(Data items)
>> start
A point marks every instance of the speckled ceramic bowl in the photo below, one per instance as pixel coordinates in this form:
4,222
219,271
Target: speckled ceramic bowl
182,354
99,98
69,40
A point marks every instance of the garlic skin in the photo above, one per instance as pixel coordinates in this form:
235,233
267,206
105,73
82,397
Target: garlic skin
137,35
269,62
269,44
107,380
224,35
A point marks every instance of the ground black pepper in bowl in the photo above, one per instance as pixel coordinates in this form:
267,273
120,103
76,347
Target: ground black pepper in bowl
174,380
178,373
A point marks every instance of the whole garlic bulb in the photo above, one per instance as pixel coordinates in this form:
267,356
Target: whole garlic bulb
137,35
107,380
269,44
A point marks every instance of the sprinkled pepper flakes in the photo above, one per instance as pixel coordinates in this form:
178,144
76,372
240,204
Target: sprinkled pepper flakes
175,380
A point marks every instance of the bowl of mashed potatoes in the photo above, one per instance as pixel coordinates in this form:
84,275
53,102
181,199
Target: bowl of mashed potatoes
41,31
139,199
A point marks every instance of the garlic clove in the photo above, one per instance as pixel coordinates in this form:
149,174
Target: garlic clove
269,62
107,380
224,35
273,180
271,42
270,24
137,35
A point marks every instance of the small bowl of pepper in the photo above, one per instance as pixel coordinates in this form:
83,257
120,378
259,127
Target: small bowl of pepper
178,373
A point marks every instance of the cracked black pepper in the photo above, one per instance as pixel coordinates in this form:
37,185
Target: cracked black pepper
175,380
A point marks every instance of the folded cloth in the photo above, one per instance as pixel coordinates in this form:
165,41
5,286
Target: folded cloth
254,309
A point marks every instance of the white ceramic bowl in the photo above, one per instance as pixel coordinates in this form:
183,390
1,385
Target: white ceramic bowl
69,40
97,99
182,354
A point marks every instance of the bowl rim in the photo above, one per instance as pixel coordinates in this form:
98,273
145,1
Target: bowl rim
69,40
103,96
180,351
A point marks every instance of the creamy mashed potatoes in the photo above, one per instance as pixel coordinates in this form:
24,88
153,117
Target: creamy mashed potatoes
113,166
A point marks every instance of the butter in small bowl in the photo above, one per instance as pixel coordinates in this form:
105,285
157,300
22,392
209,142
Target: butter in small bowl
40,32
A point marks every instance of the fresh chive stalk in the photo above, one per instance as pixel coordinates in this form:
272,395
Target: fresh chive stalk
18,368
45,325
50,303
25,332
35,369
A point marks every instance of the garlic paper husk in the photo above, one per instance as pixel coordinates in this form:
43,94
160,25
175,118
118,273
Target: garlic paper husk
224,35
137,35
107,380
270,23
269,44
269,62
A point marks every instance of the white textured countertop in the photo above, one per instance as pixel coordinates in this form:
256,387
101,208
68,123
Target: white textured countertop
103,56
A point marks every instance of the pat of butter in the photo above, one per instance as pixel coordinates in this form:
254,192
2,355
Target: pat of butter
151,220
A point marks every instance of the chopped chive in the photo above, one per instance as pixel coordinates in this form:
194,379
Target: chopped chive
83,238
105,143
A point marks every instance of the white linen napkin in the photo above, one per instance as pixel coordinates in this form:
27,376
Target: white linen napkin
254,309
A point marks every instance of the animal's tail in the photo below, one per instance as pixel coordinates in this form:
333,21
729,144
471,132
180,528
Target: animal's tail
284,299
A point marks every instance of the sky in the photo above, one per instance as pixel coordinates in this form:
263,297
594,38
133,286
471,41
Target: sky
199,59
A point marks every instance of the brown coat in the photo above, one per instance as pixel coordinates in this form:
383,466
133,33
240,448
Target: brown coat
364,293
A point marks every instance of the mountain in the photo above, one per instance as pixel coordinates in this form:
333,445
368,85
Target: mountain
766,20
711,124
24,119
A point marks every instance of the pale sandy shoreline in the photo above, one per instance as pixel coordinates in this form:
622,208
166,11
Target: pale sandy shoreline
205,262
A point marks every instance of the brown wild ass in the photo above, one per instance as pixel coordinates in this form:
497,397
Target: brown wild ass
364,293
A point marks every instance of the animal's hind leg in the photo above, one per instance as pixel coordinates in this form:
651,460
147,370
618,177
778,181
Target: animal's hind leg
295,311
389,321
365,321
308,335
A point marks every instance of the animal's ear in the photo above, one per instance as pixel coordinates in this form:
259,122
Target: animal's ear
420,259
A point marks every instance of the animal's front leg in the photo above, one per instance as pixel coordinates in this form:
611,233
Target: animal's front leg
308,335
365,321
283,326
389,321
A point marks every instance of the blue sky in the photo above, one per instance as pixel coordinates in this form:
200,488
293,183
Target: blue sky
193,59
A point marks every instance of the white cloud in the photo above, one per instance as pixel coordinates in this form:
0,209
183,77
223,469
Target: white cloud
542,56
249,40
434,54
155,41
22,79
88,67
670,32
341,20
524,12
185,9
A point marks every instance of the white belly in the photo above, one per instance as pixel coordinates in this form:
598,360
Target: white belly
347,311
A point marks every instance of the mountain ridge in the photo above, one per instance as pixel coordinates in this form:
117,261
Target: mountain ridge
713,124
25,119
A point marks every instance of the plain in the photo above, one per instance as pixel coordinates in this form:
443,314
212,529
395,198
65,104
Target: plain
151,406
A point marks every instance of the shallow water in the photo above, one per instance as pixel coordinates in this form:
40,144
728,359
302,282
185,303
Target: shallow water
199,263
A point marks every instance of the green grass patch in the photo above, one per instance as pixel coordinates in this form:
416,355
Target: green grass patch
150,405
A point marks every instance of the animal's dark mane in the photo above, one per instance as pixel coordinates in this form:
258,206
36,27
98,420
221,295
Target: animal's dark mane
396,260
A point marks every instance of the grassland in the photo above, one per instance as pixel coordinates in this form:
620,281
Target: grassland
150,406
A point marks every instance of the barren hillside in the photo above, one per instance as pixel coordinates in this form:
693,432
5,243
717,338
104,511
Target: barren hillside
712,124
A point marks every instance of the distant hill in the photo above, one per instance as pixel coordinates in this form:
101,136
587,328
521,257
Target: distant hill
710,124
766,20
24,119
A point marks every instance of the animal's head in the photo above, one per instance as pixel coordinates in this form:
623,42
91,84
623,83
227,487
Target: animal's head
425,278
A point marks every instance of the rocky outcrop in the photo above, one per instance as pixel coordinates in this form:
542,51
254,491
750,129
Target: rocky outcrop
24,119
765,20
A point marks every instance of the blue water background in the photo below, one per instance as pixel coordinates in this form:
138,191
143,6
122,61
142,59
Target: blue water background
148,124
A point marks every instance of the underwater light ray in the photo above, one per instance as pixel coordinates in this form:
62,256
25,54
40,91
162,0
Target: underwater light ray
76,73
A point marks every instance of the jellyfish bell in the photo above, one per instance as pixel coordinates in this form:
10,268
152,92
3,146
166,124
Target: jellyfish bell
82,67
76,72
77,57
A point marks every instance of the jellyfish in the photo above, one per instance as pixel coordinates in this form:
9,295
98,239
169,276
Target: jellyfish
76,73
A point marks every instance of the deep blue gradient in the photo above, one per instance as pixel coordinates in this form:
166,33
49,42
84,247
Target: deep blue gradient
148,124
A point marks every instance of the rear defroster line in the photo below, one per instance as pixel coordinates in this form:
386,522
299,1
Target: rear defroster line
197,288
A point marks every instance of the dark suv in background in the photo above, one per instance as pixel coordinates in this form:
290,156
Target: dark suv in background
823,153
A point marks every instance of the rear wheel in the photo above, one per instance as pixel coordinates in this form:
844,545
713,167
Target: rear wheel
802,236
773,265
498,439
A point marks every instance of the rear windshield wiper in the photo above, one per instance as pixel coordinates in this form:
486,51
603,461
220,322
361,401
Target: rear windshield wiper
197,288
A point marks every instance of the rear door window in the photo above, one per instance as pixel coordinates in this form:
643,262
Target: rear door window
>> end
# [Aim]
Restate the data above word for word.

# [Exercise output]
A point marks every instance of the speckled ceramic bowl in the photo below, one per instance as pixel coordinates in this form:
4,222
219,271
Target: speckled ceramic bowl
182,354
99,98
69,40
A point marks every instance of the garlic skin in the photo above, one per instance as pixel coordinates in this form:
235,233
267,206
105,73
82,397
Target: garlic skin
137,35
269,62
269,44
107,380
224,35
A point marks every instance of the ground black pepper in bowl in the photo above, one per instance as pixel coordinates in this form:
267,273
120,103
76,347
Target: ground black pepper in bowl
174,380
178,373
A point marks every instance of the whole garlic bulb in the photo above, one per instance as pixel coordinates in this form:
267,356
Target: whole garlic bulb
137,35
107,380
269,44
A point marks every instance of the sprinkled pepper flakes in the photo above, one per instance as pixel coordinates in this form:
178,144
76,372
240,204
Target: sprinkled pepper flakes
175,380
A point marks every instance of the bowl of mashed potatoes in the photo above, one per instance as pixel coordinates in this form:
84,275
53,102
181,199
Target: bowl of mashed potatoes
41,31
139,199
A point marks every instance of the garlic clove in the photo above, one per instance as pixel coordinates in this form:
149,174
Target: garlic clove
269,62
107,380
224,35
273,180
271,42
270,24
137,35
A point marks every instance of the small bowl of pepper in the photo above, one per instance as pixel coordinates in this form:
83,257
120,378
259,127
Target: small bowl of pepper
178,373
A point marks every instance of the cracked black pepper in the photo above, one per instance as pixel coordinates in this form:
37,185
Target: cracked black pepper
175,380
A point marks every instance of the folded cloth in the photo above, one per instance as pixel coordinates in this form:
165,41
5,286
Target: folded cloth
254,309
A point marks every instance of the white ceramic bowl in the photo above, one per instance as pixel coordinates in this form:
183,390
1,385
Target: white ceramic bowl
69,40
97,99
182,354
A point marks every instance of the bowl rim in the photo above, one per instance as pixel coordinates in this form:
98,273
145,1
Target: bowl rim
69,40
103,96
180,351
A point marks every instance of the creamy mashed potatoes in the photo above, one per instance as pixel coordinates in this form:
24,88
153,117
Target: creamy mashed potatoes
113,166
A point marks every instance of the butter in small bowl in the photo above, one per instance as pixel coordinates in this form:
105,285
157,300
22,392
209,142
Target: butter in small bowl
40,32
A point marks every instance of the fresh chive stalk in the photo above, one per instance as pixel coordinates in this form:
272,395
Target: fresh chive stalk
18,368
45,325
50,303
25,332
35,369
A point marks every instance of the garlic paper husk in the photo above, one per instance as pixel coordinates in this form:
43,94
160,25
175,118
118,273
Target: garlic paper husk
224,35
137,35
107,380
270,23
269,44
269,62
A point marks every instance of the white textured countertop in the photo above, one per instance as pixel coordinates in this form:
256,387
101,208
68,123
Target: white textured countertop
103,56
A point marks every instance of the pat of butter in the photo above, one per instance as pixel coordinates in this form:
254,192
2,355
Target: pat of butter
151,220
A point marks every instance of the chopped chive in the photo above, one per instance as pixel coordinates in this form:
194,379
Target: chopped chive
83,238
105,143
A point marks every instance of the white linen napkin in the photo above, one per instance as pixel coordinates in this form:
27,376
Target: white linen napkin
254,309
A point marks every instance of the animal's tail in the photo below, one per instance as pixel coordinates in this form:
333,21
729,144
471,132
180,528
Target: animal's tail
284,299
A point marks every instance of the sky in the photo above, one per instance as pixel coordinates in this form:
263,297
594,38
133,286
471,41
Target: sky
199,59
A point marks every instance of the brown coat in the photo above, one per instance as pixel coordinates in this form:
383,466
133,33
240,448
Target: brown coat
364,293
A point marks every instance of the mountain in the photo above, one per instance as pixel coordinates in this form:
333,445
368,85
Target: mountain
766,20
711,124
24,119
A point marks every instance of the pale sandy shoreline in the photo above, one per instance as pixel coordinates in this form:
622,208
166,11
Target: pale sandy shoreline
205,262
A point marks every instance of the brown wild ass in the photo above, one per instance as pixel coordinates in this form:
497,397
Target: brown wild ass
364,293
A point marks every instance of the animal's hind leg in the photo above, one per instance as pixel coordinates in this form:
651,460
147,370
618,177
778,181
Target: animal's hind leg
295,311
389,321
365,321
308,335
A point marks every instance of the animal's ear in the photo above, one per instance as pixel coordinates in this form:
259,122
Target: animal's ear
420,259
A point marks every instance of the animal's front leg in the photo above, one per instance as pixel coordinates in this form:
611,233
Target: animal's front leg
308,335
365,321
283,326
389,321
A point marks every instance of the blue sky in the photo above, one per instance as pixel coordinates in this form:
200,488
293,183
Target: blue sky
193,59
A point marks every instance of the white cloud in the photo above, one per instance as pixel coordinates in this form:
0,209
183,77
223,469
Target: white cloud
542,56
249,40
434,54
155,41
22,79
88,67
670,32
341,20
524,12
185,9
A point marks every instance of the white belly in the photo above, one per instance as pixel coordinates in this form:
598,360
Target: white belly
347,311
A point marks every instance of the mountain ridge in the photo above, one per instance as pixel coordinates in this form:
117,261
Target: mountain ridge
713,124
25,119
A point marks every instance of the plain in the photo above, one per instance as pixel coordinates in this form:
443,314
212,529
395,198
65,104
Target: plain
151,406
A point marks every instance of the shallow water in the photo above, one per instance as pixel coordinates in this form:
40,144
728,359
302,282
185,303
Target: shallow water
199,263
A point marks every instance of the green grass patch in the photo above, one per instance as pixel coordinates in this form:
416,355
Target: green grass patch
150,405
A point marks every instance of the animal's dark mane in the photo above, one per instance as pixel coordinates in this form:
258,206
36,27
98,420
221,295
Target: animal's dark mane
396,260
A point marks every instance of the grassland in the photo above, one per instance as pixel coordinates in this form:
620,281
Target: grassland
150,406
A point marks every instance of the barren hillside in the photo above, one per instance as pixel coordinates in this form:
693,432
5,243
717,338
104,511
Target: barren hillside
712,124
A point marks every instance of the distant hill in the photo above, one per instance as pixel coordinates in this form:
101,136
587,328
521,257
Target: distant hill
710,124
766,20
24,119
A point marks every instance of the animal's head in the photo above, one per instance as pixel coordinates in this form:
623,42
91,84
623,83
227,487
Target: animal's head
425,278
A point marks every instance of the rocky outcrop in the photo above, one per instance as pixel coordinates in this form:
542,51
254,491
750,129
Target: rocky outcrop
24,119
765,20
A point marks every instance of the blue water background in the photo below, one per instance as pixel coordinates in this form:
138,191
143,6
122,61
142,59
Target: blue water background
148,124
A point marks every instance of the underwater light ray in the photo above, one per instance as pixel coordinates in this form:
62,256
25,54
40,91
162,0
Target: underwater light ray
76,73
A point marks every instance of the jellyfish bell in the photo above, one per instance as pixel coordinates in this form:
10,268
152,92
3,146
166,124
Target: jellyfish bell
82,67
76,72
77,57
A point marks every instance of the jellyfish in the photo above, one per instance as pixel coordinates in this form:
9,295
98,239
169,276
Target: jellyfish
76,73
A point marks every instance of the deep blue gradient in the photo above, one per instance as pixel coordinates in this form:
166,33
49,42
84,247
Target: deep blue gradient
148,124
A point marks every instance of the rear defroster line in the photo below, one per instance as pixel coordinates in this form:
386,522
299,1
Target: rear defroster line
197,288
A point marks every instance of the dark suv in background in the photo above, one per instance as pixel coordinates in this form:
290,156
Target: dark suv in background
823,153
A point marks every instance of the rear wheel in the photo above, one per instance as pixel coordinates in this form:
844,545
713,167
Target: rear wheel
802,236
773,265
498,439
A point marks every instance of the rear windshield wiper in the photo above, one per instance as pixel coordinates in this form:
486,51
603,461
220,322
361,401
Target: rear windshield wiper
197,288
A point marks every instance of the rear door window in the photo above, one per instance as pixel coordinates in this form:
643,262
Target: rear door window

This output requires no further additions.